Entries with labeled contours:
◆ ◆ ◆ ◆ ◆ ◆ ◆

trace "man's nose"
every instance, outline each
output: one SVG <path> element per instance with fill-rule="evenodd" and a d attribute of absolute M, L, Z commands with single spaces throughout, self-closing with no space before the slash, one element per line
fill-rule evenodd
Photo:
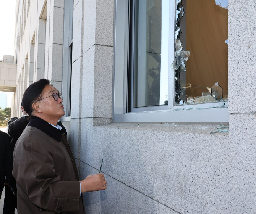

◆ ◆ ◆ ◆ ◆ ◆ ◆

__What the task requires__:
Transcribe every text line of the entries above character for character, and leave the pictures out of your answer.

__Task result__:
trace "man's nose"
every instance, outline each
output: one SVG <path> element per instance with fill-rule="evenodd" and a d attribute of absolute M, L, Z commands with single spaces throughout, self-closing with no space before the slash, one element per line
fill-rule evenodd
Photo:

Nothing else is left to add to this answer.